◆ **Objectives**
(1) Answer each question using the Celenza interview:
(a) What record did Gerstell finish with last fall?
(b) How many championships did Celenza win with the Blast?
(c) What was the Baltimore Spirit?
(2) Continue the Celenza interview from its final answer.

◆ **Page text**
::::

Celenza was inducted into the Blast Hall of Fame in late February.

Last fall, he coached Gerstell to a 6-9-1 record in its first year of Interscholastic Athletic Association of Maryland play. The Falcons went 2-6 in the IAAM’s "A" Conference.

The Times caught up with Celenza to discuss his professional career, playing for his hometown team, and what coaching means to him.

Q: You played professional soccer with the Baltimore Blast from 2001-2011. What was that experience like and what are some of your most fond memories?

A: It was a great experience because it was always a dream of mine to play professional soccer. The most fond memories were winning five championships.

Q: Before joining the Blast, where else were you being recruited and what do you think made you stand out with the Blast?

A: I was being recruited by Division I colleges and the Baltimore Spirit, which was the professional team before changing its name back to the Baltimore Blast. What made me stand out was my ability to score goals.

Q: How much did it mean to you to play for your hometown team?

A: Growing up, I went to many Blast games as a whole with my family. It was always a dream of mine to play for my hometown team and I was proud to represent Baltimore in front of my family and friends.

::::

◆ **Dataset excerpts**
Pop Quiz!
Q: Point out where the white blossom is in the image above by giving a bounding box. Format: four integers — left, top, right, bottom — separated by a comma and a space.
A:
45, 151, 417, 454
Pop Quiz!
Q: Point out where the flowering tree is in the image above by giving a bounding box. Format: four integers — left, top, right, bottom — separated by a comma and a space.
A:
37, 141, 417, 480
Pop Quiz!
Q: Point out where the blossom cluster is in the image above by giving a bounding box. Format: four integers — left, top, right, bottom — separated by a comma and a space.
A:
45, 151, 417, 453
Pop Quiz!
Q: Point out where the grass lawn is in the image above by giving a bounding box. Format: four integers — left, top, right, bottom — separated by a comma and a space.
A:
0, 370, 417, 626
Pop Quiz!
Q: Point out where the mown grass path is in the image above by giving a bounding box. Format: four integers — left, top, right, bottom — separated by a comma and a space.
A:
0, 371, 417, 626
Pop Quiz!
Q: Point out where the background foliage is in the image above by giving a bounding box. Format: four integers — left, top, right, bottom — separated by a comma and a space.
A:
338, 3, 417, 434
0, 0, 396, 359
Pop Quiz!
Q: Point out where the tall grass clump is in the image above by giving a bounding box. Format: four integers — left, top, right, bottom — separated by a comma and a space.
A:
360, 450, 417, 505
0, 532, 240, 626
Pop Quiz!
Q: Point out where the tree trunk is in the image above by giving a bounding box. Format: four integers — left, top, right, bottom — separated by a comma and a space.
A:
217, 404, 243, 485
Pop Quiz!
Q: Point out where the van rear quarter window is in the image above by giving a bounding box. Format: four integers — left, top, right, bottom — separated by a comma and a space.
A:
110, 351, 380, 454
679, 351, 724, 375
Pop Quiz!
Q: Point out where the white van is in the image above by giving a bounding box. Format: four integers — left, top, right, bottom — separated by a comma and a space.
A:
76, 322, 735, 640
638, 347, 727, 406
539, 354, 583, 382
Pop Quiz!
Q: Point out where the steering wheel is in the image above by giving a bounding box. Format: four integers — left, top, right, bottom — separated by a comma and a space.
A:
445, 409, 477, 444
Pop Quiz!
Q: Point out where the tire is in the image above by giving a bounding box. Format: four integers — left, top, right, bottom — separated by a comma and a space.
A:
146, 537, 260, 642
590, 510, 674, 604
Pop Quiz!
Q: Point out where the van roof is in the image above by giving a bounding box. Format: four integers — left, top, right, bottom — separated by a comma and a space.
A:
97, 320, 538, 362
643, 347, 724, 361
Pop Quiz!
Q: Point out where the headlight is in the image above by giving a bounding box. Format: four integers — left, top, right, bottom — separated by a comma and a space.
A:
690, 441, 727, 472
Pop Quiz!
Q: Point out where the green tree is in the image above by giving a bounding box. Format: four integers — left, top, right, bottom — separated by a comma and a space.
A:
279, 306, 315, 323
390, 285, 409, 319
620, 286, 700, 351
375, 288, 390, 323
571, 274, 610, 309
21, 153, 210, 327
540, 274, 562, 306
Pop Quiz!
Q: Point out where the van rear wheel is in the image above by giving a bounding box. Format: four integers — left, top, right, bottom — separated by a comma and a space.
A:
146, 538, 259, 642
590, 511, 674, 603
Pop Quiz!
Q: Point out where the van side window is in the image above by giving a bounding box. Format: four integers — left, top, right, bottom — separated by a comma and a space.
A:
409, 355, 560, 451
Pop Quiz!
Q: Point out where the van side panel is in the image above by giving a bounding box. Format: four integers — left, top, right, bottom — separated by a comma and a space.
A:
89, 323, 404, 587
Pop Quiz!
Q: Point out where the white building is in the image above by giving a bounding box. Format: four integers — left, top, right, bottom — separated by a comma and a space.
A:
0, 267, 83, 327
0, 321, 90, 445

::::

◆ **Task-by-task results**
(1)
(a) 6-9-1
(b) Five
(c) The professional team before it changed its name back to the Baltimore Blast

(2)
Q: Can you describe your high school and college career leading up to playing for the Blast?

A: I went to Archbishop Curley High School and won two conference championships. I am the all-time leading scorer at Curley. After high school, I attended Essex Community College for two years and made all-American and all-JUCO Region 20 team. Then, I went on to UMBC where I was an all-American and all-conference player of the year two years in a row. Also, at UMBC, I won one conference title and earned a trip to the NCAA tournament.

Q: What is the most rewarding thing about being a coach and what do you hope to teach these young athletes?

A: The most rewarding thing about being a coach is watching your players develop and building relationships with players and their families. I hope to teach these young athletes the proper way to play the game as well as guiding them to become leaders on and off the field.